Stored items from a collection:
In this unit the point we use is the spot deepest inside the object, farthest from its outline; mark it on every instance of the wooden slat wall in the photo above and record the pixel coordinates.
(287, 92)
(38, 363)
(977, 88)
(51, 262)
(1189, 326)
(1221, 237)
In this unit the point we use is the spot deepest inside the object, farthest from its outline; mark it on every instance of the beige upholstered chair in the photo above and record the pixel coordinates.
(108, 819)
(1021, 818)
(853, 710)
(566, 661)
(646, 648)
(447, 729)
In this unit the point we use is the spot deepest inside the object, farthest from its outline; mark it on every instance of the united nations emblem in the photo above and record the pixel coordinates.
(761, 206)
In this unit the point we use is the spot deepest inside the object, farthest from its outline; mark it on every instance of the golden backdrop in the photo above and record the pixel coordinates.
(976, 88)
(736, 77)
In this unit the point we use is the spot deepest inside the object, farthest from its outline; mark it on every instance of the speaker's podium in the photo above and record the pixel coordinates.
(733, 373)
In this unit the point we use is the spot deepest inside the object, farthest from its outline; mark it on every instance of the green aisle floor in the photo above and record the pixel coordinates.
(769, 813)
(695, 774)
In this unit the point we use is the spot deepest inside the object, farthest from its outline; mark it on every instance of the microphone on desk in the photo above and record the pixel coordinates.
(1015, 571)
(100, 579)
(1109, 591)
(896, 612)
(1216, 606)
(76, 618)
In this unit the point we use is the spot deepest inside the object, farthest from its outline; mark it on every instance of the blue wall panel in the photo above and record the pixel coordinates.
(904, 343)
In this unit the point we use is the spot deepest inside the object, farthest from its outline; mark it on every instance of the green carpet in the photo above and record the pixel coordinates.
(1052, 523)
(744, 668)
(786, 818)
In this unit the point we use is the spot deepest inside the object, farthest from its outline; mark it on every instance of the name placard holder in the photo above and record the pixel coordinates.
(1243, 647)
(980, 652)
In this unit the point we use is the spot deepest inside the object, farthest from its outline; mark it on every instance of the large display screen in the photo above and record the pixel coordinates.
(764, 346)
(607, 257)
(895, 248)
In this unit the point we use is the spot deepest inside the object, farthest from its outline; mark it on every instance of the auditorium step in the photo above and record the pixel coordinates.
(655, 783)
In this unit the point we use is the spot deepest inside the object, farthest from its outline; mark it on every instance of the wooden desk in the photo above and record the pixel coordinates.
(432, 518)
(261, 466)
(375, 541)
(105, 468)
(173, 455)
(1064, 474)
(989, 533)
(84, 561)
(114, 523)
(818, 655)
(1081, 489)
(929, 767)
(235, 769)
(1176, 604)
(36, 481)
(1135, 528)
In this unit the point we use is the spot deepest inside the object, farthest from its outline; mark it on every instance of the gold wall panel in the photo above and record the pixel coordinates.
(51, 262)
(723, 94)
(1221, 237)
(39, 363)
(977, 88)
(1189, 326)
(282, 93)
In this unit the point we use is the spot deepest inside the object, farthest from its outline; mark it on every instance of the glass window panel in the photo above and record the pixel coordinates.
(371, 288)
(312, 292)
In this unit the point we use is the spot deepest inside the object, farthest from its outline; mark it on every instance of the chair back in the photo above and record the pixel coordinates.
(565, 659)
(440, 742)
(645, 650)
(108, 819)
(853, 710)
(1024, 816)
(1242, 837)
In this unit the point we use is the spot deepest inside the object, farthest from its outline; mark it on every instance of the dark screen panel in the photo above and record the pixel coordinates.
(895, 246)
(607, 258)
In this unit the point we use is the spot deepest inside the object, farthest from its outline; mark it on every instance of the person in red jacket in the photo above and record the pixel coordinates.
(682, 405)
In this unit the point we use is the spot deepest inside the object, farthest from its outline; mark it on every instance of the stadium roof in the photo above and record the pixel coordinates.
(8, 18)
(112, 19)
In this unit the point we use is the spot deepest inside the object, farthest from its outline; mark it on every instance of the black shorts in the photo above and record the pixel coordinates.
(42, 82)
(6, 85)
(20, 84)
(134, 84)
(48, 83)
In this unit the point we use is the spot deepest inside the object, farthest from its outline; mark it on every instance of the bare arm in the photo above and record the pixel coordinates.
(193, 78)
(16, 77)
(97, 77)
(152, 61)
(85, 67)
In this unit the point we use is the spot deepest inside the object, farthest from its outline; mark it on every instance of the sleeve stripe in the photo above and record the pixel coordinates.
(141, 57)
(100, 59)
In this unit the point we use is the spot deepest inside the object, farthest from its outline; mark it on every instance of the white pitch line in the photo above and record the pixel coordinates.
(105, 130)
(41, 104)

** THE EXERCISE **
Scale everything from the line containing "of the sleeve" down to the final line, reproducing every line including the requests, with each pixel coordinate in the answers multiplied by 0.45 and rounded to a whole number, halves rounding up.

** SOLUTION TO THE EXERCISE **
In this unit the point we use is the spot deepest inside the object, farthest from its outline; mark it on every instance of the sleeve stripe in the photo above and record the pixel coordinates.
(63, 26)
(45, 27)
In this unit the point we use is the spot deepest inside the object, farthest from its outline; mark it on every instance of the white pitch line in the photo above and record the pixel coordinates.
(47, 59)
(18, 47)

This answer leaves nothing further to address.